| STATED EXERCISE |
Every record must be written out once more, with nothing added or omitted.
::: EXCERPTED RECORDS :::
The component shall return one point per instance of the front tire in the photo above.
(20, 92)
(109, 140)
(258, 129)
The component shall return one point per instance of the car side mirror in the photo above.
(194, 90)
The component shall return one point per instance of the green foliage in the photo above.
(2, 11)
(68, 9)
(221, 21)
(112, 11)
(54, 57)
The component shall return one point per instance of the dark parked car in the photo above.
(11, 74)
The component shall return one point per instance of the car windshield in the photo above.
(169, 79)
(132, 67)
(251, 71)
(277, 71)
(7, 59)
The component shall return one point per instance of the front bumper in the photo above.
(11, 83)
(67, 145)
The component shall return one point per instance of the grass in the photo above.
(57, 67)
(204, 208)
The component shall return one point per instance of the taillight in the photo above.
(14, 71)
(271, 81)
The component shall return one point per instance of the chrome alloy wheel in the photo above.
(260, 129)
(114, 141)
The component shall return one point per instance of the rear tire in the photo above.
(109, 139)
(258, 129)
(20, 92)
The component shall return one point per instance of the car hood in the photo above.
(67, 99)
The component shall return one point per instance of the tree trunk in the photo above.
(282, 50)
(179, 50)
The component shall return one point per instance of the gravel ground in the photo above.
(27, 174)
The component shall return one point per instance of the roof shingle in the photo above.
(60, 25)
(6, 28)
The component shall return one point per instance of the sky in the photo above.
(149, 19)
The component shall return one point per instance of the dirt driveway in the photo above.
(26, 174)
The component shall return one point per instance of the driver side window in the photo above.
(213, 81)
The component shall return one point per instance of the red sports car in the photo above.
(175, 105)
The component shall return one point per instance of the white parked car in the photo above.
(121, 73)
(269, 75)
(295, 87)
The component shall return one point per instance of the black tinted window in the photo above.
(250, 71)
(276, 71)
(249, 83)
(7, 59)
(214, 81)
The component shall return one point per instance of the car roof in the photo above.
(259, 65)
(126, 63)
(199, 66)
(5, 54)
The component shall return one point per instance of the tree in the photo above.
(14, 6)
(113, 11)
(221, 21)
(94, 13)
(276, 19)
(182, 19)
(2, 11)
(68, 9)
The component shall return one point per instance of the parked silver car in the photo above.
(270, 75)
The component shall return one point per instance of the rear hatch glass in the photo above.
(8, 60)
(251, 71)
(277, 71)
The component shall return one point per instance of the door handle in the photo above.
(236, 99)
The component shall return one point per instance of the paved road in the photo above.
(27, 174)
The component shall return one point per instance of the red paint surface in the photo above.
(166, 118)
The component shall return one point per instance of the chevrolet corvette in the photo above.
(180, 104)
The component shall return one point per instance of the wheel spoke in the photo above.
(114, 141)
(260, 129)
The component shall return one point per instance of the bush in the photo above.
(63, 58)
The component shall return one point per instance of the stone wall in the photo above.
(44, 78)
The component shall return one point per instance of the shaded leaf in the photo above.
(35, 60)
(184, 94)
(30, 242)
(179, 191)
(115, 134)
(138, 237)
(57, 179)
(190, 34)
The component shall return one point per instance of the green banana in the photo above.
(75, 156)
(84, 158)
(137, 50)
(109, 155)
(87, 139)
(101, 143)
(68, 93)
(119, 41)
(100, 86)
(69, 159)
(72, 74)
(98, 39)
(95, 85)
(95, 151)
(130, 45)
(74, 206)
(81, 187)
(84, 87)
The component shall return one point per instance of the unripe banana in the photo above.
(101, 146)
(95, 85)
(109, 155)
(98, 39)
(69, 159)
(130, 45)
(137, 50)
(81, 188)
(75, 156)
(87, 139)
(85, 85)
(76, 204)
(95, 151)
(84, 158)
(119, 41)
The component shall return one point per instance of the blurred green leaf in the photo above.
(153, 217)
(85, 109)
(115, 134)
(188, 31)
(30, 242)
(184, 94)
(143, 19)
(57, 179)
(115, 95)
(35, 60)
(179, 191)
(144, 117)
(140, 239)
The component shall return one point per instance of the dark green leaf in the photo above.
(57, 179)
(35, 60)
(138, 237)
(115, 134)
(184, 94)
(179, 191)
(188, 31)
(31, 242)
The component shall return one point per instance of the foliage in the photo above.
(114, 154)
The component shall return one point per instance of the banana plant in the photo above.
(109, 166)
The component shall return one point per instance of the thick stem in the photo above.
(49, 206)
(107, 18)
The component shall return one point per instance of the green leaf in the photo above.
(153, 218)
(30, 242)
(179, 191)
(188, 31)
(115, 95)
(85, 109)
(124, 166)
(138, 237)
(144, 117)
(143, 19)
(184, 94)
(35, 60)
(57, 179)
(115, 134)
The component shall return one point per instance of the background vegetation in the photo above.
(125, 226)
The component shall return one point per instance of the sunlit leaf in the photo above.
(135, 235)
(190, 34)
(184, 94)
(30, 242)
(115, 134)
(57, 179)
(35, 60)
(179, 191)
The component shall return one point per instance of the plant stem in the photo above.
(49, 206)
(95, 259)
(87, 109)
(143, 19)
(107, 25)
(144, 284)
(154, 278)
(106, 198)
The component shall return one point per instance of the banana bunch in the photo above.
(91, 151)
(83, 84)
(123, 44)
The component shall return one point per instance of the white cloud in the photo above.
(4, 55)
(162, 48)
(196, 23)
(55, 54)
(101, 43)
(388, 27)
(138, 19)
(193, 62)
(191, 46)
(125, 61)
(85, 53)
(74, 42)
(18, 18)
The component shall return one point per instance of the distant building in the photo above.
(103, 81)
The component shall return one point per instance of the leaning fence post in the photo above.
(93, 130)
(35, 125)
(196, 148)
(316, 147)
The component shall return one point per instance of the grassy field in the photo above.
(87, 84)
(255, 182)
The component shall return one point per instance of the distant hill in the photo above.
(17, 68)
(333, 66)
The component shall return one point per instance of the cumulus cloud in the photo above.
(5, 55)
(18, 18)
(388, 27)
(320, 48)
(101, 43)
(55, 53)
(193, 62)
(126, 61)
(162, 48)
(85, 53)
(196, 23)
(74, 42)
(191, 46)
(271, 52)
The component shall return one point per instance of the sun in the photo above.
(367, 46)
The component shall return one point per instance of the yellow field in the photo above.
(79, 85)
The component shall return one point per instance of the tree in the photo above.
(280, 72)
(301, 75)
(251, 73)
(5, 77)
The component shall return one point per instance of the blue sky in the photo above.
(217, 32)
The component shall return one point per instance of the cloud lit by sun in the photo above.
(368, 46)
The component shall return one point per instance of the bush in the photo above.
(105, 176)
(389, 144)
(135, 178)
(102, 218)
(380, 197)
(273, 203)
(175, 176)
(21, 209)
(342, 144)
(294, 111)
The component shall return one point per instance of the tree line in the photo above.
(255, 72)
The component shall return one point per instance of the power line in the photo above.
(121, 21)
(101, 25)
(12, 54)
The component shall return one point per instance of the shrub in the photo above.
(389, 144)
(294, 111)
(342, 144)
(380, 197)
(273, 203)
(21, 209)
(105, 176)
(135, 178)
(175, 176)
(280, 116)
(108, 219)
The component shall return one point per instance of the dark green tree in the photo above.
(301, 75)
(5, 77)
:::
| EXPECTED OUTPUT |
The component shall return one point per instance of the front tire in the photo above.
(20, 92)
(109, 140)
(258, 129)
The component shall return one point per instance of the car side mirror in the photo above.
(194, 90)
The component shall return one point per instance of the green foliage in the photo above.
(2, 11)
(68, 9)
(221, 21)
(112, 11)
(54, 57)
The component shall return one point per instance of the dark parked car in the photo above.
(11, 74)
The component shall return one point per instance of the car windshield in the photo above.
(169, 79)
(132, 67)
(251, 71)
(277, 71)
(7, 59)
The component shall return one point per instance of the front bumper in the photo above.
(11, 83)
(67, 145)
The component shall return one point per instance of the grass in the photo above.
(57, 67)
(204, 208)
The component shall return one point per instance of the taillight in the photo above.
(14, 71)
(271, 81)
The component shall return one point per instance of the chrome alloy wheel in the photo above.
(260, 129)
(114, 141)
The component shall return one point per instance of the rear tire in the photo above.
(109, 139)
(258, 129)
(20, 92)
The component shall return one point per instance of the car hood in the photo above.
(67, 99)
The component shall return one point per instance of the tree trunk in the photo above.
(282, 50)
(179, 50)
The component shall return one point per instance of the gravel ground in the photo above.
(27, 174)
The component shall return one point per instance of the roof shingle in the photo above.
(60, 25)
(6, 28)
The component shall return one point per instance of the sky in the photo above.
(149, 19)
The component shall return one point per instance of the dirt driveway in the photo above.
(26, 174)
The component shall return one point per instance of the driver side window in the photo above.
(213, 81)
The component shall return one point per instance of the red sports car in the photo above.
(175, 105)
The component shall return one point per instance of the white parked car in the photo above.
(121, 73)
(269, 75)
(295, 87)
The component shall return one point per instance of the black tinted window in the photo above.
(250, 71)
(276, 71)
(249, 83)
(7, 59)
(214, 81)
The component shall return one point per instance of the car roof in the photo above.
(259, 65)
(126, 63)
(199, 66)
(5, 54)
The component shall return one point per instance of the tree in the photo above.
(14, 6)
(113, 11)
(221, 21)
(94, 13)
(276, 19)
(182, 19)
(2, 11)
(68, 9)
The component shall return one point per instance of the parked silver car in the photo above.
(270, 75)
The component shall return one point per instance of the rear hatch glass in the photo above.
(8, 60)
(251, 71)
(277, 71)
The component shall return one point per instance of the door handle in the photo above.
(236, 99)
The component shall return one point per instance of the paved road in the photo above.
(27, 174)
The component shall return one point per instance of the red paint surface in the photo above.
(166, 118)
The component shall return one point per instance of the chevrolet corvette in the photo above.
(180, 104)
The component shall return one point per instance of the wheel spoke in the photo above.
(114, 141)
(260, 129)
The component shall return one point per instance of the bush in the photo above.
(63, 58)
The component shall return one point per instance of the stone wall in the photo above.
(44, 78)
The component shall return one point per instance of the shaded leaf in the photo above.
(35, 60)
(184, 94)
(30, 242)
(179, 191)
(115, 134)
(138, 237)
(57, 179)
(190, 34)
The component shall return one point per instance of the green banana in the photo above.
(75, 156)
(84, 158)
(137, 50)
(109, 155)
(87, 139)
(101, 143)
(68, 93)
(119, 41)
(100, 86)
(69, 159)
(72, 74)
(98, 39)
(95, 85)
(95, 151)
(130, 45)
(74, 206)
(81, 187)
(84, 87)
The component shall return one point per instance of the unripe banana in the photo above.
(101, 146)
(95, 85)
(109, 155)
(98, 39)
(69, 159)
(130, 45)
(137, 50)
(81, 188)
(75, 156)
(87, 139)
(85, 85)
(76, 204)
(95, 151)
(84, 158)
(119, 41)
The component shall return one point per instance of the blurred green leaf in the photo above.
(153, 217)
(85, 109)
(115, 134)
(188, 31)
(30, 242)
(184, 94)
(143, 19)
(57, 179)
(115, 95)
(35, 60)
(179, 191)
(144, 117)
(140, 239)
The component shall return one point per instance of the dark green leaf in the photo above.
(57, 179)
(35, 60)
(138, 237)
(115, 134)
(184, 94)
(179, 191)
(188, 31)
(31, 242)
The component shall return one point per instance of the foliage in the photo above.
(114, 154)
The component shall return one point per instance of the banana plant in the photo above.
(109, 166)
The component shall return one point per instance of the thick stem in the photo above.
(49, 206)
(107, 18)
The component shall return one point per instance of the green leaf in the photo above.
(153, 218)
(30, 242)
(179, 191)
(188, 31)
(115, 95)
(85, 109)
(124, 166)
(138, 237)
(144, 117)
(143, 19)
(184, 94)
(35, 60)
(57, 179)
(115, 134)
The component shall return one point per instance of the background vegetation in the photo above.
(125, 226)
The component shall return one point per instance of the sunlit leaf in the photo above.
(135, 235)
(190, 34)
(184, 94)
(30, 242)
(115, 134)
(57, 179)
(35, 60)
(179, 191)
The component shall return one point per instance of the plant stem in the photo above.
(49, 206)
(95, 259)
(87, 109)
(143, 19)
(107, 25)
(144, 284)
(154, 278)
(106, 198)
The component shall return one point per instance of the banana bunch in the photo above.
(91, 151)
(83, 84)
(123, 44)
The component shall return one point per instance of the white cloud in the photo above.
(4, 55)
(162, 48)
(196, 23)
(55, 54)
(101, 43)
(388, 27)
(138, 19)
(193, 62)
(191, 46)
(125, 61)
(85, 53)
(74, 42)
(18, 18)
The component shall return one point per instance of the distant building in the photo above.
(103, 81)
The component shall return one point per instance of the leaning fence post in the photo above.
(93, 130)
(35, 125)
(196, 148)
(316, 147)
The component shall return one point per instance of the grassy field in the photo above.
(87, 84)
(255, 182)
The component shall return one point per instance of the distant hill in the photo above.
(17, 68)
(333, 66)
The component shall return one point per instance of the cumulus cloud in the photo above.
(5, 55)
(18, 18)
(388, 27)
(320, 48)
(101, 43)
(55, 53)
(193, 62)
(126, 61)
(162, 48)
(85, 53)
(196, 23)
(74, 42)
(191, 46)
(271, 52)
The component shall return one point per instance of the sun in the photo above.
(367, 46)
The component shall return one point per instance of the yellow field in the photo above.
(79, 85)
The component shall return one point per instance of the tree in the photo above.
(280, 72)
(301, 75)
(251, 73)
(5, 77)
The component shall return one point per instance of the blue sky in the photo above.
(217, 32)
The component shall return one point per instance of the cloud lit by sun in the photo above.
(368, 46)
The component shall return one point per instance of the bush in the photo above.
(105, 176)
(389, 144)
(135, 178)
(102, 218)
(380, 197)
(273, 203)
(175, 176)
(21, 209)
(342, 144)
(294, 111)
The component shall return one point per instance of the tree line in the photo above.
(255, 72)
The component shall return one point per instance of the power line in the photo above.
(121, 21)
(101, 25)
(12, 54)
The component shall return one point per instance of the shrub in the photo above.
(389, 144)
(294, 111)
(342, 144)
(380, 197)
(273, 203)
(21, 209)
(105, 176)
(135, 178)
(175, 176)
(280, 116)
(108, 219)
The component shall return one point per instance of the dark green tree in the photo above.
(301, 75)
(5, 77)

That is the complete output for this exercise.